• Source text:

──────────────────────────────

Another important test is to determine whether prediction accuracy depends on the length of the disordered regions. With respect to disordered regions for water-soluble proteins, we noticed that the amino acid compositions of short regions of disorder (< 30 residues) differed significantly from the compositions of long regions of disorder (≥ 30 residues) 63. Because of these differences, we constructed a predictor, VSL2, to take into account this length-dependent difference in compositions. The VSL2 contains two predictors, one for trained on short segments and one trained on long segments, and this predictor also contains a meta-predictor that merges the outputs from the two predictors in an appropriate manner 41. Since VL3 and VLXT were trained on long regions of disorder only, VSL2 gives much more accurate results for predictions on short regions of disorder.

──────────────────────────────

• Dataset content:

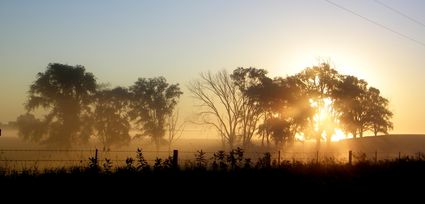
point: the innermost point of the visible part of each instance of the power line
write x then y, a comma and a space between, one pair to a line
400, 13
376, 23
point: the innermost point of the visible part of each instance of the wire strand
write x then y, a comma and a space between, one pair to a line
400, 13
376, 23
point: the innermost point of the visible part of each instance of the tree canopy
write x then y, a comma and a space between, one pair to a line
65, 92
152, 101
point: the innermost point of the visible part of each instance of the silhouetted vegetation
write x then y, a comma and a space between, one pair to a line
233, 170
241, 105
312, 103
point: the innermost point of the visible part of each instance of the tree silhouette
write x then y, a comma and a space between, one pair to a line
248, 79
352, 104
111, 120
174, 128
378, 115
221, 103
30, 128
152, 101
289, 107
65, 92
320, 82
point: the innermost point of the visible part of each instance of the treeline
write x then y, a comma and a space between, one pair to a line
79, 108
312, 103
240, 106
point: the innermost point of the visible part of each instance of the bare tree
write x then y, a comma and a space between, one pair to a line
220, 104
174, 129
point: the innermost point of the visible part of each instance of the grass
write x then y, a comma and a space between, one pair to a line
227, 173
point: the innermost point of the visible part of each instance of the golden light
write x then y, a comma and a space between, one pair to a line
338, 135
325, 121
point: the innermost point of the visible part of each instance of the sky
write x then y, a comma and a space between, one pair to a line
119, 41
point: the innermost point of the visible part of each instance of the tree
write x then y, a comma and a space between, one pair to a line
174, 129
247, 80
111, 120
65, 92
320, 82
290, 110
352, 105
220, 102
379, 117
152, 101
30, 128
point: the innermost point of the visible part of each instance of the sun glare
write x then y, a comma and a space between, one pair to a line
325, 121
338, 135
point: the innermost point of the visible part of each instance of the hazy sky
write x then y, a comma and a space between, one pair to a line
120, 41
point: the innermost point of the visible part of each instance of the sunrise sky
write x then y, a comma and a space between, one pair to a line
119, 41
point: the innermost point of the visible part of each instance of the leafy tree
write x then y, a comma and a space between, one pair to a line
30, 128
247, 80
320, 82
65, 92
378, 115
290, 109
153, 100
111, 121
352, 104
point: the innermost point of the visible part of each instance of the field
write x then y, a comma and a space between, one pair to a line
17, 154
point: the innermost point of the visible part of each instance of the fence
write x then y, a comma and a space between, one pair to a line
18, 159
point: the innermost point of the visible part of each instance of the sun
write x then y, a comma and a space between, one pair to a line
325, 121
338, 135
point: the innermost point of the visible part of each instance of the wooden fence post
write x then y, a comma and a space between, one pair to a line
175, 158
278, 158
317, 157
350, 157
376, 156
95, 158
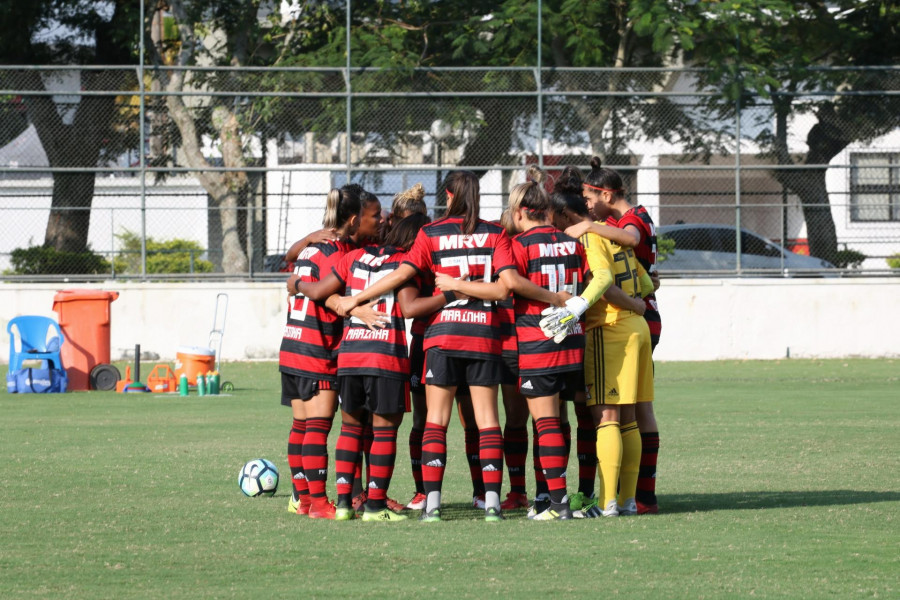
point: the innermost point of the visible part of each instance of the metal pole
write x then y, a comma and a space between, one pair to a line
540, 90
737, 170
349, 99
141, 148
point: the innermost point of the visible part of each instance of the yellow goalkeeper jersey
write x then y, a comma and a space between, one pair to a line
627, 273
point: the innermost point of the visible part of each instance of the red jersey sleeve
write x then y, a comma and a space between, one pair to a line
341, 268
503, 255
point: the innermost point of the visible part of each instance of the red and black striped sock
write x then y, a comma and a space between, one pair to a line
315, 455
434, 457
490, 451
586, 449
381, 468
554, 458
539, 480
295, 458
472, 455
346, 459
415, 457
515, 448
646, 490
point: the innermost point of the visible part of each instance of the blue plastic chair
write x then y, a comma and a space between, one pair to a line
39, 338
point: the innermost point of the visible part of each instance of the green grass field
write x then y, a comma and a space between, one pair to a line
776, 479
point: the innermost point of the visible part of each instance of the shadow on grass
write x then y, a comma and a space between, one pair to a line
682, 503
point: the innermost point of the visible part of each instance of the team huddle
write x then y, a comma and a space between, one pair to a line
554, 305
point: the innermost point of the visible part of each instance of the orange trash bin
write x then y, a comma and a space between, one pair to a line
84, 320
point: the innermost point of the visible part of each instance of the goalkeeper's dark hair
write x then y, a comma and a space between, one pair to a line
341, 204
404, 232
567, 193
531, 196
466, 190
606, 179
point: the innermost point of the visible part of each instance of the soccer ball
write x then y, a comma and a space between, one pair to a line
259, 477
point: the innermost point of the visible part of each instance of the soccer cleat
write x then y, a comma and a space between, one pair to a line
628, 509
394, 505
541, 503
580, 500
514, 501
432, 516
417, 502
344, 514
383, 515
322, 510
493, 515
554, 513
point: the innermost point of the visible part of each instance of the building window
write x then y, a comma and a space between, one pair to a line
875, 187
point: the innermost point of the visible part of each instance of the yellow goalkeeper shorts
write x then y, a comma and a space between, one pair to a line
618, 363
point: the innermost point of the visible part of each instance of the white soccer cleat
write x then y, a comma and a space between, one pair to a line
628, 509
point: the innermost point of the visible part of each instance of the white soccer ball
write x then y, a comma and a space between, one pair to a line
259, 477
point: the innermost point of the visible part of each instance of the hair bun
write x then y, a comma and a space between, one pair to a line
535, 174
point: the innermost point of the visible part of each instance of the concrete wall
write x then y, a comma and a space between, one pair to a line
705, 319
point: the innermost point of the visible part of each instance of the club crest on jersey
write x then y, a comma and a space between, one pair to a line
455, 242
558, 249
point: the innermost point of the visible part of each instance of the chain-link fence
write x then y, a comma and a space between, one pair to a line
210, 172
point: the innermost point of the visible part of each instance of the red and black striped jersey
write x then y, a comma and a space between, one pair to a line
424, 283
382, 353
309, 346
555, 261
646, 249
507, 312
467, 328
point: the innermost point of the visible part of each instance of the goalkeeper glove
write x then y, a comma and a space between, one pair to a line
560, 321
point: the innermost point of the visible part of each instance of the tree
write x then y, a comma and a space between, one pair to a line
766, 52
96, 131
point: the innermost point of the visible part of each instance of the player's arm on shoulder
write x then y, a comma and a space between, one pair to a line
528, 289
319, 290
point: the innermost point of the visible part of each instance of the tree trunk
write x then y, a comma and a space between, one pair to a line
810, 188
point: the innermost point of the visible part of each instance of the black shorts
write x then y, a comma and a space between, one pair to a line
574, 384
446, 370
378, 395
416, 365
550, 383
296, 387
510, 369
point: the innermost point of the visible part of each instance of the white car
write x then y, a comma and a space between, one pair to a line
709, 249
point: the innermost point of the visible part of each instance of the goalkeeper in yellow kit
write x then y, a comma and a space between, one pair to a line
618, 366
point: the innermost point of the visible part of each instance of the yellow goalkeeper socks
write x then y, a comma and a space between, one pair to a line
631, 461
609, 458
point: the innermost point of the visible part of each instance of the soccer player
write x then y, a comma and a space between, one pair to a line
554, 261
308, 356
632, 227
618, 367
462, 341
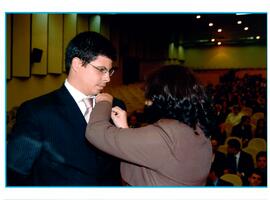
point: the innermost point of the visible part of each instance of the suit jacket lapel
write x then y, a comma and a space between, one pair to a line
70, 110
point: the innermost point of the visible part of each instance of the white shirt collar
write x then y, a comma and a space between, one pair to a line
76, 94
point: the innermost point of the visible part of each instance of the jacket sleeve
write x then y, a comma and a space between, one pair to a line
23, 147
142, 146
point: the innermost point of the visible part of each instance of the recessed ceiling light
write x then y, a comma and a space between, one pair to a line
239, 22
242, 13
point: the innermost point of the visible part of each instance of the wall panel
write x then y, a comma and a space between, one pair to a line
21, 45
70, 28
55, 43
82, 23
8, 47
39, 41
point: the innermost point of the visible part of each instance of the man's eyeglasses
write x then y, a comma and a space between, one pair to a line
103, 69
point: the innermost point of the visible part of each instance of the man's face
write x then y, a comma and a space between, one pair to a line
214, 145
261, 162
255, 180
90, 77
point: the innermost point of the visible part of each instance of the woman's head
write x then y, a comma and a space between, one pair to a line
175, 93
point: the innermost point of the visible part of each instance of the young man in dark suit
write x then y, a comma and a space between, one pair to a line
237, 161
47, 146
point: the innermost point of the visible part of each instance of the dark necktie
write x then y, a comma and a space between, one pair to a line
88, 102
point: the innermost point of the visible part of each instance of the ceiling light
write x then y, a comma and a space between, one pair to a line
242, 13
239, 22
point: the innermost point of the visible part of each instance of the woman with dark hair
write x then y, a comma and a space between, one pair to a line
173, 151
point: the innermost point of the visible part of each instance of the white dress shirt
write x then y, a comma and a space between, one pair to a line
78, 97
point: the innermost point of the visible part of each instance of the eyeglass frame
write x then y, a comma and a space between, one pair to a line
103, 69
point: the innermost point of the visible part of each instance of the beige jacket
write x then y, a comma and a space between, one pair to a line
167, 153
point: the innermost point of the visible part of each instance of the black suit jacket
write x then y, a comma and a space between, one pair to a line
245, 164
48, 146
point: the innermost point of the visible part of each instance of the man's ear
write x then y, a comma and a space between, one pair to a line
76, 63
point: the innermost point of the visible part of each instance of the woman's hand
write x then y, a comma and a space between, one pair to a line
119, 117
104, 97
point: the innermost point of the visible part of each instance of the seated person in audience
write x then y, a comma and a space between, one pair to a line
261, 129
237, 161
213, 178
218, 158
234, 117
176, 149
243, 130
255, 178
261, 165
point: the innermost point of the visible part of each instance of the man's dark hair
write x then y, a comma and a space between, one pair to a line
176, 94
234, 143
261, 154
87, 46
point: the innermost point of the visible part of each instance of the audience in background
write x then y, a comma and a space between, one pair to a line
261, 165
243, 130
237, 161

──────────────────────────────

• Task instructions:
1 > Do statements (a), (b), and (c) agree with the passage on predicting disordered regions? Answer yes or no for each, and quote the words from the passage that decide it.
(a) Short regions of disorder are those with fewer than 30 residues.
(b) VL3 and VLXT were trained on both short and long regions of disorder.
(c) VSL2 includes a meta-predictor that combines the outputs of its two predictors.
2 > Can you condense the paragraph beginning "Another important test is to determine" from the passage on predicting disordered regions into a short bulleted list that keeps its main facts?
3 > Would you write out the stretch from "Another important test" through "regions of disorder." in the passage on predicting disordered regions, copying it exactly?

• Outputs in order:
1 >
(a) Yes: "short regions of disorder (< 30 residues)"
(b) No: "Since VL3 and VLXT were trained on long regions of disorder only"
(c) Yes: "this predictor also contains a meta-predictor that merges the outputs from the two predictors in an appropriate manner"

2 >
- A key test is whether prediction accuracy depends on the length of disordered regions.
- In water-soluble proteins, short disordered regions (< 30 residues) differ significantly in amino acid composition from long ones (≥ 30 residues).
- VSL2 was built to account for this difference. It combines a predictor trained on short segments and one trained on long segments, and a meta-predictor merges their outputs.
- VL3 and VLXT were trained only on long disordered regions, so VSL2 predicts short regions much more accurately.

3 >
Another important test is to determine whether prediction accuracy depends on the length of the disordered regions. With respect to disordered regions for water-soluble proteins, we noticed that the amino acid compositions of short regions of disorder (< 30 residues) differed significantly from the compositions of long regions of disorder (≥ 30 residues) 63. Because of these differences, we constructed a predictor, VSL2, to take into account this length-dependent difference in compositions. The VSL2 contains two predictors, one for trained on short segments and one trained on long segments, and this predictor also contains a meta-predictor that merges the outputs from the two predictors in an appropriate manner 41. Since VL3 and VLXT were trained on long regions of disorder only, VSL2 gives much more accurate results for predictions on short regions of disorder.